==== STUDY MATERIAL

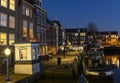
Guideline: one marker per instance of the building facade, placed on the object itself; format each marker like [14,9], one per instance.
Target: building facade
[21,21]
[8,25]
[55,36]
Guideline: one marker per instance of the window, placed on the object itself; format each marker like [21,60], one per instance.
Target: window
[82,34]
[12,4]
[3,19]
[31,30]
[12,22]
[11,38]
[4,3]
[31,13]
[3,38]
[23,10]
[25,23]
[27,12]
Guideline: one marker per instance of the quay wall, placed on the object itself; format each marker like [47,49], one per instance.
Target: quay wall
[112,50]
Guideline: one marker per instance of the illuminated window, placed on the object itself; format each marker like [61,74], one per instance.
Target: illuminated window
[27,11]
[25,23]
[3,38]
[82,34]
[31,13]
[3,19]
[12,4]
[23,10]
[76,34]
[11,38]
[12,22]
[31,30]
[4,3]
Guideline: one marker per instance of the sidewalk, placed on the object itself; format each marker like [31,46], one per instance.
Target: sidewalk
[13,77]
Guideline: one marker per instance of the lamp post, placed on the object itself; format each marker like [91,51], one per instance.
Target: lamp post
[7,53]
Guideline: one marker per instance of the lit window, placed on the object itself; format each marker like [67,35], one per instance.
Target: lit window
[3,19]
[3,38]
[12,22]
[82,34]
[27,11]
[25,28]
[23,10]
[4,3]
[31,13]
[31,30]
[12,4]
[11,38]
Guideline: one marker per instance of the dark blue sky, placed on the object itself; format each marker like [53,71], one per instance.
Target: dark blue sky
[78,13]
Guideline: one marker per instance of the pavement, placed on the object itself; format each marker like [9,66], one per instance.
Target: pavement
[50,69]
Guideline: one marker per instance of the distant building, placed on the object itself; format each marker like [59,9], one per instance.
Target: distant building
[55,36]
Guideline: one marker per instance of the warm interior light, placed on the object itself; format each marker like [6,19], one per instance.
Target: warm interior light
[7,51]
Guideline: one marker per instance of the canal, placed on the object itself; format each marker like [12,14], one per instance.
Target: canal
[110,59]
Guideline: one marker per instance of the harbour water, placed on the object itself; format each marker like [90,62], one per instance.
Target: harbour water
[110,59]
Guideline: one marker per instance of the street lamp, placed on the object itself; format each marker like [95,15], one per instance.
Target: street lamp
[7,53]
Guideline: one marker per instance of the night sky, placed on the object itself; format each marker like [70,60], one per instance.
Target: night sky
[105,14]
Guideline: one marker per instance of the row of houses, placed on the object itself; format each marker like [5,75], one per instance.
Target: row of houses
[80,36]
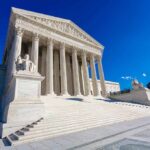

========

WORK TO BE COMPLETED » Each line from the one containing "Target: warm interior light" through the last line of the entries above is to be extracted exactly. Pictures are not part of the copy.

RESPONSE BELOW »
Target: warm interior light
[7,51]
Guideline: one marker per instance of the canal, placed on the object itself; format each marker like [12,14], one per instance.
Target: canal
[110,59]
Guideline: one marker per instance of the harbour water, placed on the object itself; format each marker like [90,62], one per instance.
Target: harbour water
[110,59]
Guideline: one marker per instance of the street lamp, placed on the object itself; format each marker like [95,15], one per instance.
Target: street lamp
[7,53]
Guideline: one marker per instance of the night sky, placed on the object itself; format each marker like [70,60], one per instance.
Target: night sky
[105,14]
Guideline: one marker per instance of the row of houses, placed on the object itself; format each marker like [5,75], one per instance.
Target: row of houses
[80,36]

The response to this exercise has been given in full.